• **Task to complete**:
Determine how many lines of the listing below contain the word "purple". Report only that number.

□ □ □

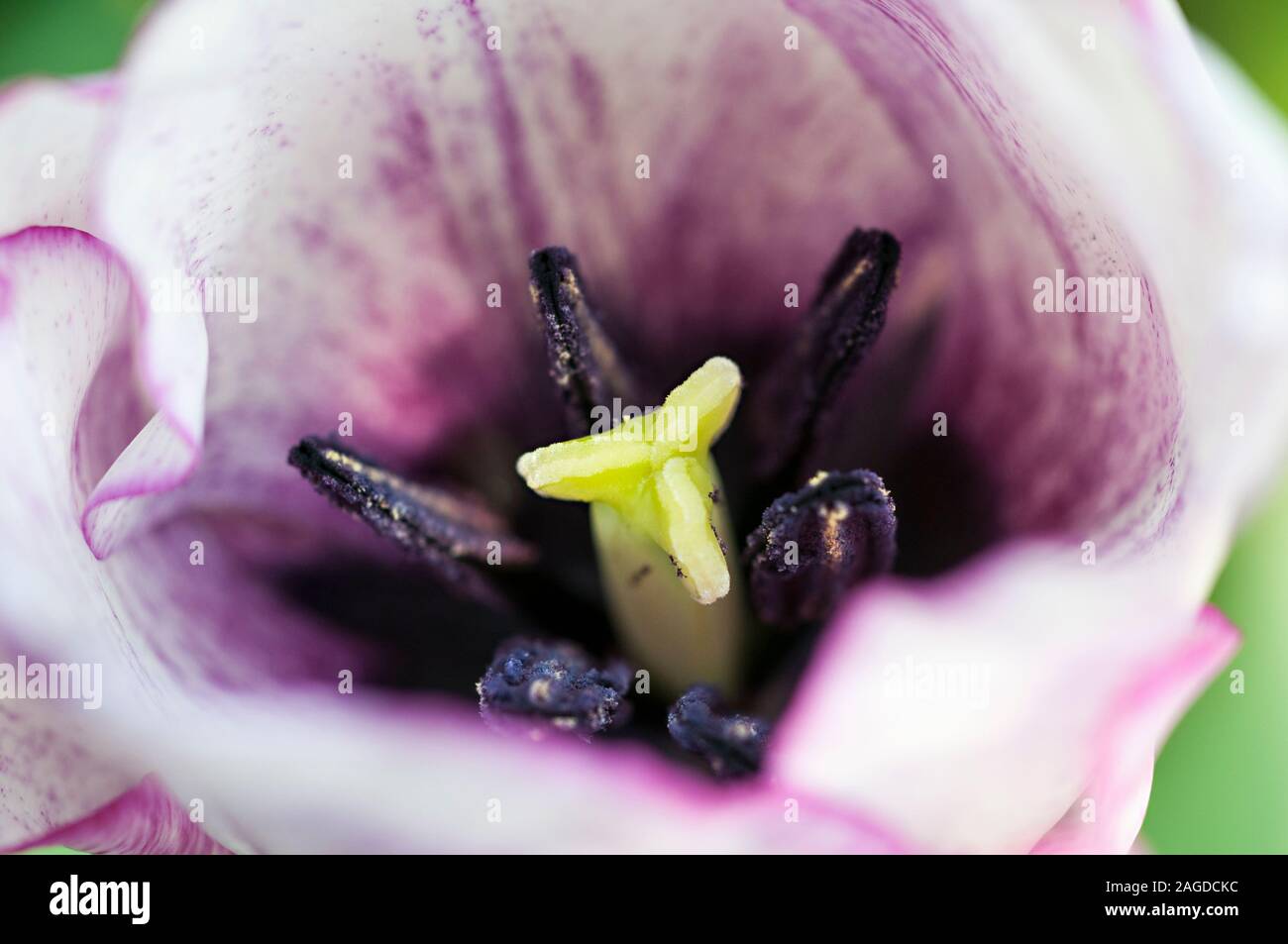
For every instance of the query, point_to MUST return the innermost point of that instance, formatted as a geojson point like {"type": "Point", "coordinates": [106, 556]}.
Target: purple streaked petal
{"type": "Point", "coordinates": [53, 769]}
{"type": "Point", "coordinates": [69, 410]}
{"type": "Point", "coordinates": [143, 820]}
{"type": "Point", "coordinates": [295, 773]}
{"type": "Point", "coordinates": [50, 129]}
{"type": "Point", "coordinates": [1133, 733]}
{"type": "Point", "coordinates": [970, 712]}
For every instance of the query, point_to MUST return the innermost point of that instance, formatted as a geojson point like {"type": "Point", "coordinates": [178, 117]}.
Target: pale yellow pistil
{"type": "Point", "coordinates": [660, 526]}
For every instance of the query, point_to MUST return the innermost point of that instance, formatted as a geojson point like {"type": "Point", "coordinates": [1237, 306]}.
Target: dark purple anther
{"type": "Point", "coordinates": [841, 326]}
{"type": "Point", "coordinates": [451, 533]}
{"type": "Point", "coordinates": [583, 362]}
{"type": "Point", "coordinates": [732, 745]}
{"type": "Point", "coordinates": [815, 544]}
{"type": "Point", "coordinates": [536, 687]}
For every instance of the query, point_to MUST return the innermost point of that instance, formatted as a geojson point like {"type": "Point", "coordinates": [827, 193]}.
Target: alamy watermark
{"type": "Point", "coordinates": [962, 682]}
{"type": "Point", "coordinates": [1096, 295]}
{"type": "Point", "coordinates": [175, 294]}
{"type": "Point", "coordinates": [656, 424]}
{"type": "Point", "coordinates": [62, 682]}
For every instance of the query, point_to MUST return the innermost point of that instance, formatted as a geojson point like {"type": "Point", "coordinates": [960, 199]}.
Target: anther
{"type": "Point", "coordinates": [732, 745]}
{"type": "Point", "coordinates": [446, 531]}
{"type": "Point", "coordinates": [815, 544]}
{"type": "Point", "coordinates": [841, 326]}
{"type": "Point", "coordinates": [583, 362]}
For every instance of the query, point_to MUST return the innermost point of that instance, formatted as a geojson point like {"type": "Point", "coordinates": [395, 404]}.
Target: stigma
{"type": "Point", "coordinates": [653, 469]}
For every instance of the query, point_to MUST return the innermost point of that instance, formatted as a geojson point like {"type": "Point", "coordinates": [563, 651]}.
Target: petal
{"type": "Point", "coordinates": [50, 129]}
{"type": "Point", "coordinates": [69, 411]}
{"type": "Point", "coordinates": [1109, 814]}
{"type": "Point", "coordinates": [971, 712]}
{"type": "Point", "coordinates": [296, 773]}
{"type": "Point", "coordinates": [52, 769]}
{"type": "Point", "coordinates": [143, 820]}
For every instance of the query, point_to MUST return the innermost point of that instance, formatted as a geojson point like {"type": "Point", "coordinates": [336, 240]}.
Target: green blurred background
{"type": "Point", "coordinates": [1223, 781]}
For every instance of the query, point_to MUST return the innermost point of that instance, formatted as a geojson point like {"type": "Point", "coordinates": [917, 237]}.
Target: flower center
{"type": "Point", "coordinates": [664, 530]}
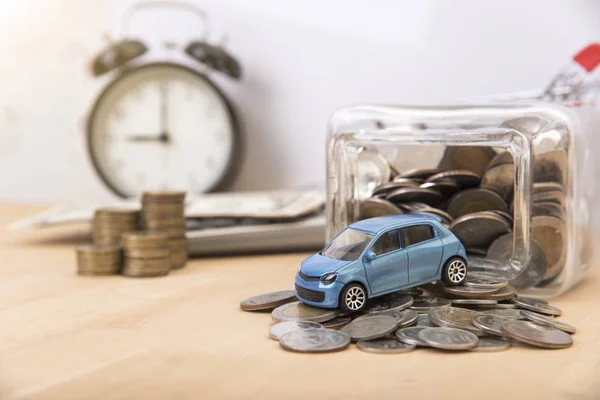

□ □ □

• **The answer**:
2